-- Task details --
In the lines below, swap every "stone" for "rock" and leave everything else as it is.

-- Data records --
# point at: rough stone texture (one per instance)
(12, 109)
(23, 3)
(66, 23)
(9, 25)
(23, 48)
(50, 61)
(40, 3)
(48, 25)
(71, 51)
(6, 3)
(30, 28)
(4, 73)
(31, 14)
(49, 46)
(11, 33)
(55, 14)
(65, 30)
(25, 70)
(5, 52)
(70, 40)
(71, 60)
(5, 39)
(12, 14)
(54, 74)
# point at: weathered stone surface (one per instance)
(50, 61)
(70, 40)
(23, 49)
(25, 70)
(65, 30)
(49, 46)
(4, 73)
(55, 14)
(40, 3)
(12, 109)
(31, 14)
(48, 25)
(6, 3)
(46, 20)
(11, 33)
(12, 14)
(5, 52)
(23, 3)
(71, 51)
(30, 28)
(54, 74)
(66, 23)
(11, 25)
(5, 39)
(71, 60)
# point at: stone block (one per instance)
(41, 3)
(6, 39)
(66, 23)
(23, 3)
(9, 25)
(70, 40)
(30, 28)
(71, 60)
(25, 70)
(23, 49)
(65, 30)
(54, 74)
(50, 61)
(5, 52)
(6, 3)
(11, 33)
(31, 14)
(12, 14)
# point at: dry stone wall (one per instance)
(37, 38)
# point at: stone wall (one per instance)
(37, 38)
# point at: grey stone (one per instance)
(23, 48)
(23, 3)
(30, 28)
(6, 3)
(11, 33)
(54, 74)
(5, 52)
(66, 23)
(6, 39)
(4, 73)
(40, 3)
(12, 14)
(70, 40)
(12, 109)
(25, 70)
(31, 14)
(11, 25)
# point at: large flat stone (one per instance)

-- Written response --
# point at: rough rock texture (one per instance)
(12, 109)
(23, 3)
(66, 23)
(9, 25)
(23, 48)
(50, 61)
(40, 3)
(48, 25)
(71, 51)
(6, 3)
(30, 28)
(4, 73)
(31, 14)
(49, 46)
(11, 33)
(55, 14)
(65, 30)
(25, 70)
(5, 52)
(70, 40)
(71, 60)
(5, 39)
(12, 14)
(54, 74)
# point at: weathered rock surface (one per instance)
(50, 61)
(70, 40)
(23, 49)
(25, 70)
(65, 30)
(49, 46)
(4, 73)
(55, 14)
(40, 3)
(12, 109)
(31, 14)
(48, 25)
(6, 3)
(46, 20)
(11, 33)
(12, 14)
(5, 52)
(23, 3)
(71, 51)
(30, 28)
(54, 74)
(66, 23)
(11, 25)
(5, 39)
(71, 60)
# point at: rock block (one per instance)
(41, 3)
(6, 39)
(66, 23)
(23, 3)
(9, 25)
(70, 40)
(30, 28)
(71, 60)
(25, 70)
(23, 49)
(65, 30)
(54, 74)
(50, 61)
(5, 52)
(6, 3)
(11, 33)
(31, 14)
(12, 14)
# point at: dry rock wall (one per instance)
(37, 38)
# point at: rock wall (one per instance)
(37, 38)
# point at: grey rock (one per instance)
(23, 48)
(23, 3)
(30, 28)
(6, 3)
(11, 33)
(54, 74)
(5, 52)
(66, 23)
(6, 39)
(4, 73)
(40, 3)
(12, 14)
(70, 40)
(12, 109)
(25, 70)
(31, 14)
(11, 25)
# point at: large flat rock (one per instance)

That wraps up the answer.